**Consegna**.
Estragga dai record tutte le righe in cui compare la stringa "background" e le riporti senza modifiche.

(Record archiviati)
========================================================================
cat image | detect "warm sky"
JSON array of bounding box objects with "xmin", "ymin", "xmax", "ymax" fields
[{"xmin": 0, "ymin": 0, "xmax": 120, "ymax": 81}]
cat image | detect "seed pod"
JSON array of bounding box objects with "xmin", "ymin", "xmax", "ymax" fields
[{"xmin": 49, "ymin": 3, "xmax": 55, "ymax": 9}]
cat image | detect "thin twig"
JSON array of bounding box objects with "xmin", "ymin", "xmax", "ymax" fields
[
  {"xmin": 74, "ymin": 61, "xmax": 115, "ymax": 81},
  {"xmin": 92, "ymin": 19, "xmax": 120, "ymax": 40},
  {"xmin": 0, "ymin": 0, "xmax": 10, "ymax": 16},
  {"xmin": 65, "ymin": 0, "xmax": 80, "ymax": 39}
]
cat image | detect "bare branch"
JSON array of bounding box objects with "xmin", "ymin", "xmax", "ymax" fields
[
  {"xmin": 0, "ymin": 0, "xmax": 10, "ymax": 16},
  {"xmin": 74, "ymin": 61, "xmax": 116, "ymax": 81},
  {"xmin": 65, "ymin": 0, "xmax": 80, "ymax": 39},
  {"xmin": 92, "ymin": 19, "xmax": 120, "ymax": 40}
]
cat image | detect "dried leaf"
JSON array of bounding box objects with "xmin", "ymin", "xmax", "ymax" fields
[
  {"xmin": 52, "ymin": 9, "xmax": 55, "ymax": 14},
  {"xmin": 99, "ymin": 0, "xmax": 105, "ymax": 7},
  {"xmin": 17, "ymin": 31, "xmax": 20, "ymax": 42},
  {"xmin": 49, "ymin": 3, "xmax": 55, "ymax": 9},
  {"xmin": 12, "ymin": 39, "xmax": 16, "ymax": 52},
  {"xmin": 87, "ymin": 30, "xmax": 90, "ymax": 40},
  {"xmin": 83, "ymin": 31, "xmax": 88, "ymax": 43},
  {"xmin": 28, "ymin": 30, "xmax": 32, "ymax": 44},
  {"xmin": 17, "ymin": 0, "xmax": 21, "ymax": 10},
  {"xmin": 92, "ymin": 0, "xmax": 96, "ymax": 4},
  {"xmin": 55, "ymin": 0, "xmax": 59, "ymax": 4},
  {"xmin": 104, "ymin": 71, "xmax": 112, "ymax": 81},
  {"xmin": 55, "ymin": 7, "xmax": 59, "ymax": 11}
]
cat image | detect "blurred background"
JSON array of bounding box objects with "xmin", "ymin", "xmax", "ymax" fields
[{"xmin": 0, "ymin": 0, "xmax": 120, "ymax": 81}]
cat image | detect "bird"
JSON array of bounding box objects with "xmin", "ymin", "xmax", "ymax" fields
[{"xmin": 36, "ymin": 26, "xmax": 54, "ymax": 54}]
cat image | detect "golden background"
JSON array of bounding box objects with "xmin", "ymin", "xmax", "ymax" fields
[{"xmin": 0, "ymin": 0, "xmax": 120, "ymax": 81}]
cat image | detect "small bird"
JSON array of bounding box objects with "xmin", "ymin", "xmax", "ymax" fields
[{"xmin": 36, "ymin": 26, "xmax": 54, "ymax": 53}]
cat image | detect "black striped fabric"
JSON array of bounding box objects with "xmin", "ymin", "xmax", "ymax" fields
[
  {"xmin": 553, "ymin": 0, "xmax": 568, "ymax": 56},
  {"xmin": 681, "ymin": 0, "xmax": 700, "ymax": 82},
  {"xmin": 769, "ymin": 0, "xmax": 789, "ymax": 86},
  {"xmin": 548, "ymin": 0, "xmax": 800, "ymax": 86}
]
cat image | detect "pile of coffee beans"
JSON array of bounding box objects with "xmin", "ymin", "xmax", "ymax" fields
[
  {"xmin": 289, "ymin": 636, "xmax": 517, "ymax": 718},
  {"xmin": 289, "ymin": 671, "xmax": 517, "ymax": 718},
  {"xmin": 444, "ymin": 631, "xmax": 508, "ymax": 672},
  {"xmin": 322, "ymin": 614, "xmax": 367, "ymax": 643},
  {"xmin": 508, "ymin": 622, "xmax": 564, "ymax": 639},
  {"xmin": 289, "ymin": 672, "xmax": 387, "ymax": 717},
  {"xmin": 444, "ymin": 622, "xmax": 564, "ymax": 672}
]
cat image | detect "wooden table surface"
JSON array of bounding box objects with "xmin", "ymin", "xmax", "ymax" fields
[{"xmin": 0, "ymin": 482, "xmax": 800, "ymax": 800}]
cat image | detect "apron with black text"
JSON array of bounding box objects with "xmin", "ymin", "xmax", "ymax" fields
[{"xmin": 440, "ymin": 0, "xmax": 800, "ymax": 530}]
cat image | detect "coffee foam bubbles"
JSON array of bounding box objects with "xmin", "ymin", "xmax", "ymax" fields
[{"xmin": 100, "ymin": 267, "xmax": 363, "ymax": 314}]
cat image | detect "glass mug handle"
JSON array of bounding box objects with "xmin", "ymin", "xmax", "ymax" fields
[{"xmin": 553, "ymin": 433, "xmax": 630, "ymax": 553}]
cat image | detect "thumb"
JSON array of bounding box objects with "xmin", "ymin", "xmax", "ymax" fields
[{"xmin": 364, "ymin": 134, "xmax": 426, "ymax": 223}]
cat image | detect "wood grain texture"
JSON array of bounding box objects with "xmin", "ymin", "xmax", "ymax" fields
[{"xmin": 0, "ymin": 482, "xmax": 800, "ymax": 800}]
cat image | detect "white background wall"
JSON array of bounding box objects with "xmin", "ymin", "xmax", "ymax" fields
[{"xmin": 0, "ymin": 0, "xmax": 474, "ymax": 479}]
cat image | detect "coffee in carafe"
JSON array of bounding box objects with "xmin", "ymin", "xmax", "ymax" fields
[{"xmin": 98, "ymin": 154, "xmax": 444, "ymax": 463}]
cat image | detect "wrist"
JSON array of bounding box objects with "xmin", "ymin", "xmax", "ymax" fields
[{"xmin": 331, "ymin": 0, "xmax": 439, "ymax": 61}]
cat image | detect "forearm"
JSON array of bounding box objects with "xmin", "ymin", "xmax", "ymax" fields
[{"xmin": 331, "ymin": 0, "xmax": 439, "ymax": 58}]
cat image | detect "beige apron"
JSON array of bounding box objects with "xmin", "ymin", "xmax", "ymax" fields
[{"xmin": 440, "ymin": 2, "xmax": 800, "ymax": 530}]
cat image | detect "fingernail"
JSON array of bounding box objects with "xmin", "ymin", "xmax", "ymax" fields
========================================================================
**Risultato dell'esercizio**.
cat image | detect "blurred background"
cat image | detect "golden background"
cat image | detect "white background wall"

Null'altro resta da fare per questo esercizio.